Collected data entries:
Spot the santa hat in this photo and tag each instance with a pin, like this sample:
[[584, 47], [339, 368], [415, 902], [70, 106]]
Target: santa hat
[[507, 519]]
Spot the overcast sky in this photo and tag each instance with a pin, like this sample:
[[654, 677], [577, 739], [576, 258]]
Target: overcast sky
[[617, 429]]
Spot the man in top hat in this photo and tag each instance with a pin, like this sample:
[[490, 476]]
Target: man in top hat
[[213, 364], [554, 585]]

* * *

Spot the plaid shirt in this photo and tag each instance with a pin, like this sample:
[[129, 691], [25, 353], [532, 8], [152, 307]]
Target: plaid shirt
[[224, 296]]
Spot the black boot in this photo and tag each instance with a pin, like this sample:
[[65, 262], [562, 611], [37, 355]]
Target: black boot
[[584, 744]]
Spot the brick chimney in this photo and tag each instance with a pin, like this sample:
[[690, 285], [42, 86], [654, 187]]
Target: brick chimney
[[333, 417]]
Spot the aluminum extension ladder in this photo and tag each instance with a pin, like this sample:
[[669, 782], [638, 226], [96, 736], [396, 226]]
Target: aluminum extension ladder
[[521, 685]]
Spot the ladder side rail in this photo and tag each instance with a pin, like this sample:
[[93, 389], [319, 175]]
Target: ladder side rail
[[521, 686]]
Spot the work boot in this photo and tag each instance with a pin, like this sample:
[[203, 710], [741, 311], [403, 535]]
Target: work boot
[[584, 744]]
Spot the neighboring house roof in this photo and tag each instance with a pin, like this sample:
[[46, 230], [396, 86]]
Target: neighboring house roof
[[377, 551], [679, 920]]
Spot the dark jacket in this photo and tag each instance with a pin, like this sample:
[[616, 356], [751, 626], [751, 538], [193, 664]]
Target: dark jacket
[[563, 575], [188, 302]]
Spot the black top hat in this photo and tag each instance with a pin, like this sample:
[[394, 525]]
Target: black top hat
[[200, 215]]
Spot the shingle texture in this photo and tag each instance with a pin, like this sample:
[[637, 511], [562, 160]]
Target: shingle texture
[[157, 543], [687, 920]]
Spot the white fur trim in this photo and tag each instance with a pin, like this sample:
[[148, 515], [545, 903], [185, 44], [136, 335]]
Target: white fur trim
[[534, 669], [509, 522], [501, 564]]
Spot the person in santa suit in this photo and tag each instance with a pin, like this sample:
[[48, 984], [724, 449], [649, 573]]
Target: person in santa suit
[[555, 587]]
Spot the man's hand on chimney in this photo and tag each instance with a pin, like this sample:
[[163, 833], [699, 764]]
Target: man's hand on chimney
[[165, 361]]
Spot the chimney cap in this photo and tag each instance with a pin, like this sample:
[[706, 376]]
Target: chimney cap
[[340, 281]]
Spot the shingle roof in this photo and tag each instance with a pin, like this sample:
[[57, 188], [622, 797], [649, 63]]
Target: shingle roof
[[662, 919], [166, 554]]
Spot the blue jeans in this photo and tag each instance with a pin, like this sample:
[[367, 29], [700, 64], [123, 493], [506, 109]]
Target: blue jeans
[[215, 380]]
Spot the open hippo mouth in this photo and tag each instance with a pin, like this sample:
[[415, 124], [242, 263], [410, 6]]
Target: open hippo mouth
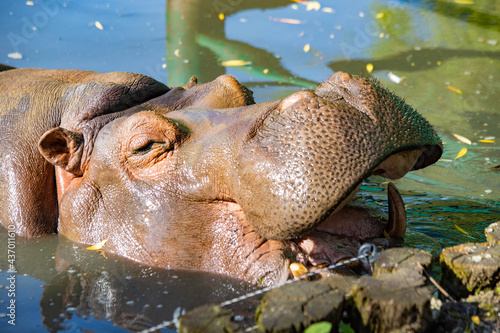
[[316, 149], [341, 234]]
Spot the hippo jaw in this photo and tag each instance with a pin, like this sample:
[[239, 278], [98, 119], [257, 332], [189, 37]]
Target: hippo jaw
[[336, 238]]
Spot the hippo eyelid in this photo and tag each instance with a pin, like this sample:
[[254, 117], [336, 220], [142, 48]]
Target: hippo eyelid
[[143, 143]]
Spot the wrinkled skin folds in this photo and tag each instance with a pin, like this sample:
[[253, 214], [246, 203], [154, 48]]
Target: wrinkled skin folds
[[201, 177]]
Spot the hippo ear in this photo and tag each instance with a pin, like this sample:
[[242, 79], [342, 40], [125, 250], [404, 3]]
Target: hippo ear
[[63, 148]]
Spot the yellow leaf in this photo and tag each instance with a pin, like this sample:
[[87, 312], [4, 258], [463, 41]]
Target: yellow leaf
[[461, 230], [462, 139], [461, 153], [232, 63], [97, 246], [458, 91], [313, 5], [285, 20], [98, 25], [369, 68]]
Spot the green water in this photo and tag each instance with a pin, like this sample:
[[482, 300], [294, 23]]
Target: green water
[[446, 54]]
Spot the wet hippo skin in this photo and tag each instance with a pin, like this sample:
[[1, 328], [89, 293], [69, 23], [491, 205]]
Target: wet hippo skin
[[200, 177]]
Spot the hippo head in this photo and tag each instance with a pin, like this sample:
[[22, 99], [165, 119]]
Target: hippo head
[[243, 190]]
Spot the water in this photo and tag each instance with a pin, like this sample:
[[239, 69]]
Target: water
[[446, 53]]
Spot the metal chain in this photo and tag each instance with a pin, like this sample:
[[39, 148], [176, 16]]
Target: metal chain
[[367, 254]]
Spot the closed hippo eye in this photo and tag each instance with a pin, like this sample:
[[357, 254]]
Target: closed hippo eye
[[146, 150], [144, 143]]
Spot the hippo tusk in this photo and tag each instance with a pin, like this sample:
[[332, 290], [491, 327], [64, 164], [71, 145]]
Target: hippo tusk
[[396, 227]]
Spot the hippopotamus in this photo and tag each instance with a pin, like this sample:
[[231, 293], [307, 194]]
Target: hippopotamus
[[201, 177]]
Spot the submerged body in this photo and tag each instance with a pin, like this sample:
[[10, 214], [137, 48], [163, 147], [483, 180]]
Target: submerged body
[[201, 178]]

Exercise requirements: Print everything in the data from the line containing "Spot the santa" down to the line containing "[[507, 519]]", keeping every character the same and including both of those lines.

Full answer:
Spot the santa hat in this photo and tag each instance with a pin, like this sample:
[[584, 47], [339, 368], [415, 902], [70, 106]]
Target: santa hat
[[507, 519]]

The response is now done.